* Text extract *
In Gettysburg we are told that the great address was “made over the bodies of slaves.” Puzzled, I tried to work out what was meant by this and did a considerable amount of research. Being a Pennsylvanian I could not understand how a slave-free state could have their bodies interred. What I did discover was the fact that nineteenth-century black men and women owned real estate in Gettysburg and that it was a crucial link in the Underground Railroad. After the Civil War three thousand Confederate white corpses were disinterred by free blacks and returned to their home states below the Mason-Dixon Line.
In the Deep South sweaty and scruffy Stephen Fry sees Floridians as “horrifically repellent,” visits a thoroughbred horse farm, and coaxes a Fry-esque quip out of a trainer: “If you believe in reincarnation you’d want to come back as a thoroughbred racehorse because you have sex four times a day.” A Kentucky horseman, who, like me, adores his country with the passion that makes Europeans distinctly uncomfortable, shows us a tattoo, prompting the very camp Fry to observe: “A refreshing bottom is a fine thing to have.”
Near the Woodford Reserve brewery in Kentucky, Fry submits to a haircut — hallelujah! — and he tells the assembled customers that Americans like to dress up as chickens. He cannot elicit a smile from the men. A beautiful little boy in the barber’s chair stares at him as if a Martian had arrived. Fry observes with a degree of awe the serenity of this child: it is something I always notice when I visit the U.S.: tots “yes, ma’am” their way through their world from dawn to dusk.
To my utter horror, the sum total of Fry’s journey to Tennessee comprises a visit to a “body farm.” In a grotesque sequence he is taken through the bowels of the Tennessee Department of Forensic Anthropology. I think this overview of the birthplace of country music tells us more about the troubled state of Stephen Fry’s head than of the state of Tennessee.

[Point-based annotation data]
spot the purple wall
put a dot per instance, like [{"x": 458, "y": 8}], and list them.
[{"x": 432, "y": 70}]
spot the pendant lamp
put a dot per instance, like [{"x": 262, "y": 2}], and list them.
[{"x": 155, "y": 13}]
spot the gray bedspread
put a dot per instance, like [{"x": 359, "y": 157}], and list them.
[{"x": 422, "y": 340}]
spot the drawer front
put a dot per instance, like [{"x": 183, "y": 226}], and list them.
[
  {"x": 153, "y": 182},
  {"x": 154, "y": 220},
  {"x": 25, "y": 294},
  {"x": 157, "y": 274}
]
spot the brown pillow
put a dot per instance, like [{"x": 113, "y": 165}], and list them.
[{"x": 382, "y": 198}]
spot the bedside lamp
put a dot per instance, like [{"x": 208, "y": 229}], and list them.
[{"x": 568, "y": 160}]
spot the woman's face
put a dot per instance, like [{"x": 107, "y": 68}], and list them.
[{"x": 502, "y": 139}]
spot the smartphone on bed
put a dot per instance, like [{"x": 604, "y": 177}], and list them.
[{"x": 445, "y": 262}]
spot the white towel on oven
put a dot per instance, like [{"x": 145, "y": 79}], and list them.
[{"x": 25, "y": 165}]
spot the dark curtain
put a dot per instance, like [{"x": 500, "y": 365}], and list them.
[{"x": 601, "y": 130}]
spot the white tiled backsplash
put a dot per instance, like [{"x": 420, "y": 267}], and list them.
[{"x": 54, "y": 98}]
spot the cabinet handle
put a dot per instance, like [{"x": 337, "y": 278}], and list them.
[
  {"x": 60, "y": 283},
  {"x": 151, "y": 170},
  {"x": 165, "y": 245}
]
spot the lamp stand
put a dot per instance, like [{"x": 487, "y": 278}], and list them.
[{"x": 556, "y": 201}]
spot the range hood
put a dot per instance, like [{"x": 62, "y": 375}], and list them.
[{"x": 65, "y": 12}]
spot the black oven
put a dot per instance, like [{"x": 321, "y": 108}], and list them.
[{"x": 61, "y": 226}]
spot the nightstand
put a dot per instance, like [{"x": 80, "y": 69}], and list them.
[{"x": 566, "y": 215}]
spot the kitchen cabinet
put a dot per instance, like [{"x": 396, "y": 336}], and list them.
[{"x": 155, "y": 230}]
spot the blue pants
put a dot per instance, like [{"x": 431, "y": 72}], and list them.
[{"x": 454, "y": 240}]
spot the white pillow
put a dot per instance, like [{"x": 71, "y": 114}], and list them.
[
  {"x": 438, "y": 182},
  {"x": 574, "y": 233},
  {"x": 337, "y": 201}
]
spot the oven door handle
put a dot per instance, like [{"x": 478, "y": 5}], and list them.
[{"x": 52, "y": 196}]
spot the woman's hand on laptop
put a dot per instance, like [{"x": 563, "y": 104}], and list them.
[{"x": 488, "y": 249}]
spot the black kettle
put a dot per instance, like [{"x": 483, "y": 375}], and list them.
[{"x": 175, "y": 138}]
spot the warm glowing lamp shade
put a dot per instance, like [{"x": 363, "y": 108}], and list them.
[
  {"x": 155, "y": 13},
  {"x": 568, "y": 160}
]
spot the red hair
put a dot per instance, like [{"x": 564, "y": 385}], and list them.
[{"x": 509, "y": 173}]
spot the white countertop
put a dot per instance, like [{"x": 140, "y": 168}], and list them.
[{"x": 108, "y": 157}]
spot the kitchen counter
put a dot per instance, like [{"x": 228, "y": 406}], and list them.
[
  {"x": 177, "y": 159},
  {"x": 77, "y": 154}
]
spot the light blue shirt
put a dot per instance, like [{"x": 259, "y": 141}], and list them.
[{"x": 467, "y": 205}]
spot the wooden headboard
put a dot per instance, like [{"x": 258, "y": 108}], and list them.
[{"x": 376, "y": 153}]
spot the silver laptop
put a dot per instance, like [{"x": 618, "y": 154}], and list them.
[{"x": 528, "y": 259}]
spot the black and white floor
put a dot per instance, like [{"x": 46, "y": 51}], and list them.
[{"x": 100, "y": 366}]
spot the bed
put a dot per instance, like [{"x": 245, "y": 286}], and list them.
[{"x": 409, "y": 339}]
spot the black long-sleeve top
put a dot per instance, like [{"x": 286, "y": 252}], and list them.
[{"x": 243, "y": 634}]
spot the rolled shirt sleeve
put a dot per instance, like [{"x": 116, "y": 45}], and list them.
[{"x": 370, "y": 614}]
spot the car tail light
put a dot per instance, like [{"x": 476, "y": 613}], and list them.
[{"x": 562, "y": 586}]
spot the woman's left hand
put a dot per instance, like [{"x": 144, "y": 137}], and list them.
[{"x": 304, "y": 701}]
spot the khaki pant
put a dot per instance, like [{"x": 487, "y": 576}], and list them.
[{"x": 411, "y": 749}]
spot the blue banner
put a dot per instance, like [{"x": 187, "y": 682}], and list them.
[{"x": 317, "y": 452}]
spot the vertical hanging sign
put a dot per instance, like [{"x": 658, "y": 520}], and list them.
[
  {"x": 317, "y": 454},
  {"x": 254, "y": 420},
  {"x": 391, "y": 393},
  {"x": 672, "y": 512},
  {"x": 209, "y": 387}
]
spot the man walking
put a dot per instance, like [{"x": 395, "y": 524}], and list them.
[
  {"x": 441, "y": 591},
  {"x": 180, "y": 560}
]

==

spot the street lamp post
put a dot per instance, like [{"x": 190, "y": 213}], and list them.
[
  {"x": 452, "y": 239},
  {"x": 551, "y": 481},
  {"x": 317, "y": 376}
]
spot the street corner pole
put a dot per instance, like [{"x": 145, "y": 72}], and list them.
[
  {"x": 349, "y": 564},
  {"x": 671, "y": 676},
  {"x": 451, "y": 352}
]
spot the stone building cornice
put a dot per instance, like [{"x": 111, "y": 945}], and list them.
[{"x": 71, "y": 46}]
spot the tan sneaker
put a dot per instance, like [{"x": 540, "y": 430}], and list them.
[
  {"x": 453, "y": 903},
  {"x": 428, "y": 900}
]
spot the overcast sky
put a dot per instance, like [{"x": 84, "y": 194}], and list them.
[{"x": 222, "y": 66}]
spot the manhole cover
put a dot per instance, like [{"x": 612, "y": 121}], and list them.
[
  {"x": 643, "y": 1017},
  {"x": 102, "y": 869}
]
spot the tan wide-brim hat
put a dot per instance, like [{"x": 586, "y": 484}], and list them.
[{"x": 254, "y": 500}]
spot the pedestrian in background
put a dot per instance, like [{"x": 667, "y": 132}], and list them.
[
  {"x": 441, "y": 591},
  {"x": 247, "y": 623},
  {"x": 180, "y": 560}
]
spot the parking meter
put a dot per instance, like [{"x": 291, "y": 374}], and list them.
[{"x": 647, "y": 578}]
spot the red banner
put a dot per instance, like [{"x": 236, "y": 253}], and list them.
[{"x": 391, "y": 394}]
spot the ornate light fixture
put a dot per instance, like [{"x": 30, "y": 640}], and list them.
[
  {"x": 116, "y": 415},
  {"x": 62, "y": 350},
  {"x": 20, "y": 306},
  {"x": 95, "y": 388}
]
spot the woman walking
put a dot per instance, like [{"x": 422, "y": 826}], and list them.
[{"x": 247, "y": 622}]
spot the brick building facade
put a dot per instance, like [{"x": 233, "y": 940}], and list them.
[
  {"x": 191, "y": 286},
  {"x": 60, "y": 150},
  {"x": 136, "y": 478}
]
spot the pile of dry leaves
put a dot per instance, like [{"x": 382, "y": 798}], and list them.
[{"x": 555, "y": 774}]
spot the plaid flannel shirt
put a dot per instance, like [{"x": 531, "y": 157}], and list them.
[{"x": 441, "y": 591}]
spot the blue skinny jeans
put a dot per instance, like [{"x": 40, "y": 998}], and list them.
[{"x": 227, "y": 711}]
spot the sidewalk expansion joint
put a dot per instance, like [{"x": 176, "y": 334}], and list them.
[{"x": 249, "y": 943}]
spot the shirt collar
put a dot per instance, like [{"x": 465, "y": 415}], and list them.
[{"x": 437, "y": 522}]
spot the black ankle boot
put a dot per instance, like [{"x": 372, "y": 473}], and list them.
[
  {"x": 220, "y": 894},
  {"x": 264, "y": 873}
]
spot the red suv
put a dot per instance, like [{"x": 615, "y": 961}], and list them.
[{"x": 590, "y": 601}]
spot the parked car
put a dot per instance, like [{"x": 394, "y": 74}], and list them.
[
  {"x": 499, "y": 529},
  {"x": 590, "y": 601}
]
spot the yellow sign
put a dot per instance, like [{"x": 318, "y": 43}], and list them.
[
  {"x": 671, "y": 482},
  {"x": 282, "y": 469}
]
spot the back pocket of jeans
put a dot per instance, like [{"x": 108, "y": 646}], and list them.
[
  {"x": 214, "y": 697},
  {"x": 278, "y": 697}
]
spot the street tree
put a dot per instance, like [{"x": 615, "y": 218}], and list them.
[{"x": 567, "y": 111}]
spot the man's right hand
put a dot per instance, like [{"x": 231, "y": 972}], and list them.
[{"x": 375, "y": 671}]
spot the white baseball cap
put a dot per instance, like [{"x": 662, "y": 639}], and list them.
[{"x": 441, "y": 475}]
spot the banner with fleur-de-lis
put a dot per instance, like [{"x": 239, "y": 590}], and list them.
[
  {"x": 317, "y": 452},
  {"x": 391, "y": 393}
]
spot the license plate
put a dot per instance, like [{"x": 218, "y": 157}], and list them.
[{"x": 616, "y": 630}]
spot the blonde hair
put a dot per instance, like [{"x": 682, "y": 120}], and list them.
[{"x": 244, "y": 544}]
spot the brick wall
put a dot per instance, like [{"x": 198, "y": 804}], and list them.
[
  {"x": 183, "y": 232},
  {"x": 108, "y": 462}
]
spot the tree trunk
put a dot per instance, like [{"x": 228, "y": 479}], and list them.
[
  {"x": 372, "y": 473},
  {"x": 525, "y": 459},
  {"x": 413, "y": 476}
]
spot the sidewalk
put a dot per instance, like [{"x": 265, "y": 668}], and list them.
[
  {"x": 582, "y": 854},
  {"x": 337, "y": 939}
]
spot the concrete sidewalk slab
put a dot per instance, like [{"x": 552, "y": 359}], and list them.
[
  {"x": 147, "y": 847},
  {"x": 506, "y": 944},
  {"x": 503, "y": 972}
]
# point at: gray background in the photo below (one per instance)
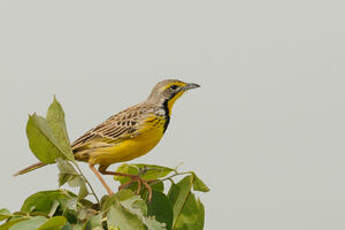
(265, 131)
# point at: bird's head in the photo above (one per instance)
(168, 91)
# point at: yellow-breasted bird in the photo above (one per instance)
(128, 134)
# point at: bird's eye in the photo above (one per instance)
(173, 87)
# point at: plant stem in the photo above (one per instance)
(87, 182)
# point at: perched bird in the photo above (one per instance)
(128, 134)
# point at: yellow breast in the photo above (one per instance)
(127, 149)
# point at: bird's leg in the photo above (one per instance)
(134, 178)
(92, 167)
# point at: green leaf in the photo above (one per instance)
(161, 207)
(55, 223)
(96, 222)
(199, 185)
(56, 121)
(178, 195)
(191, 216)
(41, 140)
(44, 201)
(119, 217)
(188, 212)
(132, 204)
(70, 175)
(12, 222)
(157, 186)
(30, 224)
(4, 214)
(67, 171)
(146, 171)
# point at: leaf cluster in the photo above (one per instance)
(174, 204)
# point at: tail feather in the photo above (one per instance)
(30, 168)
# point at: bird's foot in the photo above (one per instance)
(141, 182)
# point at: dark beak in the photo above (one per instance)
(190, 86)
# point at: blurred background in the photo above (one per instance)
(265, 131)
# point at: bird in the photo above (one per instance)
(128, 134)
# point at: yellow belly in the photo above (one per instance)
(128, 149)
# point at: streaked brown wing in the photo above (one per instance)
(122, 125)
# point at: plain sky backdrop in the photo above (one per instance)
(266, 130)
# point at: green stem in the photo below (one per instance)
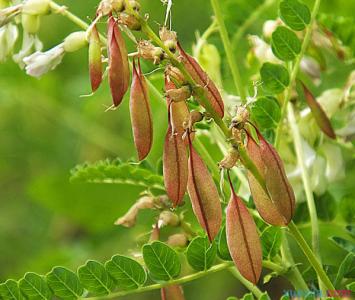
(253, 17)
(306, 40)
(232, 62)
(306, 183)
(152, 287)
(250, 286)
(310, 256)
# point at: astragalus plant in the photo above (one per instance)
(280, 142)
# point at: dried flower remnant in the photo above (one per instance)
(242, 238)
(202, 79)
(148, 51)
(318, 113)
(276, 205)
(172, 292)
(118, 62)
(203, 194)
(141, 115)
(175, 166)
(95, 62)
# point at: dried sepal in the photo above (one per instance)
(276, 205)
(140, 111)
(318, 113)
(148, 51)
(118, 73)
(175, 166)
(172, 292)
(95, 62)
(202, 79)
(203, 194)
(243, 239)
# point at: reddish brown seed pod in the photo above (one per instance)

* Tasks *
• A. In the Stephen Fry review, how many Confederate corpses were disinterred by free blacks after the Civil War?
• B. Write a continuation of the Stephen Fry review, beginning immediately after its final sentence.

* The answers *
• A. Three thousand.

• B.
Thank goodness there is one redeeming feature in the Southern sojourn: Fry appreciates the delicacy that is sweet potato pie covered in a crust of marshmallows on Thanksgiving Day, and to their everlasting credit the BBC allows the viewers to take in a full rendition of “America the Beautiful” sung by the family hosting him in Georgia.
Fry’s American moment of joy is short-lived because he launches into a hate-fest in Florida. He refers to Miami as a “hole” with “horrible, horrible concrete buildings,” adding that Miami Beach is “not quite as revolting as Miami.” He obviously hates seaside resorts because he feels they are all the same: “dreary things like palm trees and cut-out parrots that promise so much and deliver so staggeringly little.” He wants us to know that Miami Beach’s beautiful people “actually look staggeringly ugly” and as the camera glimpses some folks who do look healthier than Fry, he adds, “I would rather sip Horlicks than spend half an hour in this rotting place.” Hello? Has Stephen visited Southend-on-Sea? Cromer? In a dance hall frequented by elderly Jewish widows accompanied by rather dashing gigolos, he says he finds the place “my idea of hell” and “so horrifically repellent.”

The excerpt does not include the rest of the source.